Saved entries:
◆ ◆ ◆ ◆ ◆

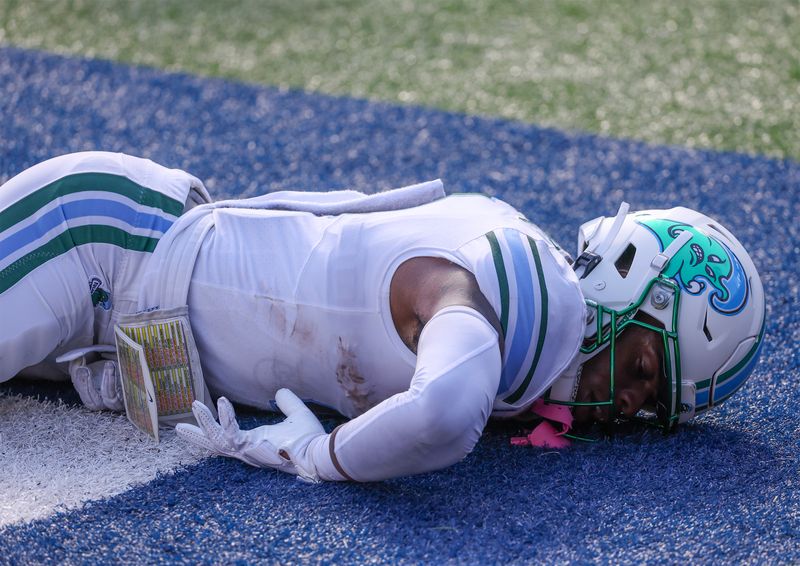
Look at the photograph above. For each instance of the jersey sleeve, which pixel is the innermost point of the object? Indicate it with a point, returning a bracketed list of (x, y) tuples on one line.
[(437, 421)]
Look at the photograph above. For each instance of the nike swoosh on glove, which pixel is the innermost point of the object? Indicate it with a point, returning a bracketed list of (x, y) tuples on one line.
[(283, 446), (97, 384)]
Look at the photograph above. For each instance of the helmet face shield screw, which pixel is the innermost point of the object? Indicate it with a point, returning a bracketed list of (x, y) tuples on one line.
[(660, 297)]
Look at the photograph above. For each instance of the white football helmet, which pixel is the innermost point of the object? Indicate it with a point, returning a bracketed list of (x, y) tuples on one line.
[(694, 277)]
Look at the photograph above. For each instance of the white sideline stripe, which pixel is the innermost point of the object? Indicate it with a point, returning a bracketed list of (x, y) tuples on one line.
[(55, 457)]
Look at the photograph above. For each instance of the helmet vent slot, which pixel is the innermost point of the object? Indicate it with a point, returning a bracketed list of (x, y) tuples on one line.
[(706, 331), (625, 260)]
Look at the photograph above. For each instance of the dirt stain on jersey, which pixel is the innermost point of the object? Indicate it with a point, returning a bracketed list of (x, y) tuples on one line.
[(350, 379)]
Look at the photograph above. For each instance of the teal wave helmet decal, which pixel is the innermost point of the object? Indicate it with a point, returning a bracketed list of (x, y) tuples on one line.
[(703, 262)]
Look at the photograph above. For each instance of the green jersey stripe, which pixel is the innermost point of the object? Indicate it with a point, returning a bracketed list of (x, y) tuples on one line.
[(67, 240), (502, 280), (514, 397), (82, 182)]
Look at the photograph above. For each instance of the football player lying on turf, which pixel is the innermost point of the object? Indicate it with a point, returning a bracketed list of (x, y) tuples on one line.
[(417, 316)]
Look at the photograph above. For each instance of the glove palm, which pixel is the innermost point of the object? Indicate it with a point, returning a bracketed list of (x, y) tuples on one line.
[(282, 446)]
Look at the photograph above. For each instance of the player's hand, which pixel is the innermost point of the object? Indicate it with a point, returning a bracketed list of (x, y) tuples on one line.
[(97, 384), (282, 446)]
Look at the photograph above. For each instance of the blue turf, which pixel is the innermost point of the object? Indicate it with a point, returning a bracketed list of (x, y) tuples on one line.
[(726, 489)]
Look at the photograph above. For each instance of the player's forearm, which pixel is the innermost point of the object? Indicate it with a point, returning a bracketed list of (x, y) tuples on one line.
[(434, 424)]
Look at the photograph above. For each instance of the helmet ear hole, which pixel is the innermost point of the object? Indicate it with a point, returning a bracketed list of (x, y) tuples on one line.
[(706, 331), (625, 260)]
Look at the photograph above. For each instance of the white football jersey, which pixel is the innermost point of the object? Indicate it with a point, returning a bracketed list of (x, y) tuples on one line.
[(289, 299)]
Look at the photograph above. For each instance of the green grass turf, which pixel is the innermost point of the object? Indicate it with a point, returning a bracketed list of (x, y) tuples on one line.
[(718, 73)]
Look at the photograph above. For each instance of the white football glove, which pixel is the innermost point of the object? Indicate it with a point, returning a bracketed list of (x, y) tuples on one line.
[(283, 446), (97, 384)]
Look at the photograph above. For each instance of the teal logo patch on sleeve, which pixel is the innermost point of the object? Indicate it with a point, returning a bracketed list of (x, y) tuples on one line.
[(100, 297)]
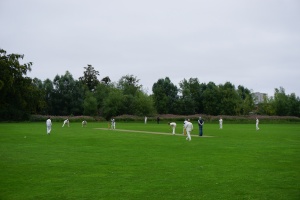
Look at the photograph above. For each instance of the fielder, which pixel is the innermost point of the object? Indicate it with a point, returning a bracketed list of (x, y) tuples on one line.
[(221, 122), (184, 131), (48, 125), (173, 125), (188, 127), (113, 124)]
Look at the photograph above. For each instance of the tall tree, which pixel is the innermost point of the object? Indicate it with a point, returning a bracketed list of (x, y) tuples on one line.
[(129, 84), (229, 99), (90, 78), (18, 92), (211, 99), (280, 102), (165, 96), (66, 95)]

◆ ◆ ◆ ◆ ◆

What to produce:
Go through the records above and write out every line exactly, passing over the pictures.

Solution for this problem:
Look at the photograph above. For each instance of the jersey sleeve, which pixel is the innermost point of the object? Indicate it with a point, returning a bracketed list of (x, y) tuples on one line.
[(437, 421)]
Look at the photograph above. For each instance of the nike swoosh on glove, which pixel is the innermost point of the object? Indicate it with a point, returning a bracketed list of (x, y) tuples on one line.
[(283, 446), (97, 384)]
Look at the photograph above. For each instance of the helmet face shield screw, which pixel is the innermost point of the object? Indicate it with a point, returning a bracketed list of (x, y) tuples on one line.
[(660, 297)]
Look at the photograph above. For each instance of the white football helmet, which pixel is the innermost point of the object? Indicate it with a point, returning a bracketed list of (x, y) tuples on one line.
[(694, 277)]
Look at the photograph above. For each instance of the white sideline stripe, which pixel is the innermost point of the object? Indicate it with a point, returning a bracketed list of (x, y) tuples on one line.
[(55, 457)]
Look at the photograph above. For each instance of the helmet vent slot, which pixel is the innermost point of the object? Indicate it with a point, returning a bracketed list of (x, y) tuples on one line.
[(706, 331), (625, 260)]
Look at the photograph above. For each instance of the dirt stain on jersey, which pixel is the innermost point of the object? Indicate it with a point, returning a bracketed list of (x, y) tuples on one line.
[(350, 379)]
Look at the photograph above. For each instance of the teal wave helmet decal, which pixel is the innermost point of the object? Indicate it with a point, returning a bracketed list of (x, y) tuples on one line.
[(703, 262)]
Look at the photograph above. For each instance of the green jersey stripe, which pixel is the innermost point of the object? Indicate it with a point, returning a bracketed list of (x, y) tuples on one line.
[(67, 240), (502, 280), (514, 397), (82, 182)]
Look at the photograph above. For each instance of the football player lying on turf, which pixel is the innermost point of the object? Indicate it with a point, returning a bracketed list of (x, y) tuples on one line.
[(417, 316)]
Look at the photograph above. For each instance of the glove palm, which pixel is the innermost point of the object? Indicate it with a point, returning a bracketed list of (x, y) tuples on one line.
[(282, 446)]
Look at the photograph above. For each instance of the player's hand, which pixel is the innermost point of the object? Indicate it with a point, returning a bracketed list of (x, y) tuples on one line.
[(97, 384), (282, 446)]
Look at the photograph above. For each instance of the blue turf, which pixel is the innermost point of the object? Indicate it with a point, returning a bracketed list of (x, y) tuples on one line.
[(726, 489)]
Look at the photograph above. For each instance of the player's forearm, which pixel is the innermost point of the object? Indicate it with a point, returning a bracketed list of (x, y) tuples on one line.
[(434, 424)]
Look at the photograph above. For each instance of the helmet ear hole, which pixel is the innermost point of the object? Indicate it with a point, returning a bracketed list of (x, y) tuples on one line.
[(706, 331), (625, 260)]
Look at the photograph above. For each instance of the white football jersey, which pixel is the innermost point of the object? Indicate it with a point, returning a bracketed list of (x, y) tuples on one line.
[(289, 299)]
Look at the photograph above. For each instance of the green grass turf, which pixel is the innermost point of the object? Indicate it with a point, returning a bracketed list of (x, y) tuples on one line.
[(718, 73)]
Look at the photograph above. For each instance of the white football glove, which pixel is the innermost point of the object? Indicate it with a point, returning a bracketed list of (x, y) tuples on one line.
[(283, 446), (97, 384)]
Look at the photograph above. For each instance of the teal logo patch on sleeve, which pixel is the innermost point of the object? Indicate it with a point, returning a bracketed list of (x, y) tuples on one line.
[(100, 297)]
Look at the photograph above. For each instance of the fielder, which pixel is the innermost point of the object? Indicate it with a point, returning a bracketed list of (x, y) tuples on one line.
[(221, 122), (184, 131), (48, 125), (173, 125), (188, 127), (113, 124)]
Look at the photograph above. For each instance of the tall tree, which pixel is the innermost point of the object? Indicate it with a point, returning a bracketed list of (x, y) tuples on one line.
[(129, 84), (229, 99), (90, 78), (18, 92), (211, 99), (280, 102), (165, 96), (66, 95)]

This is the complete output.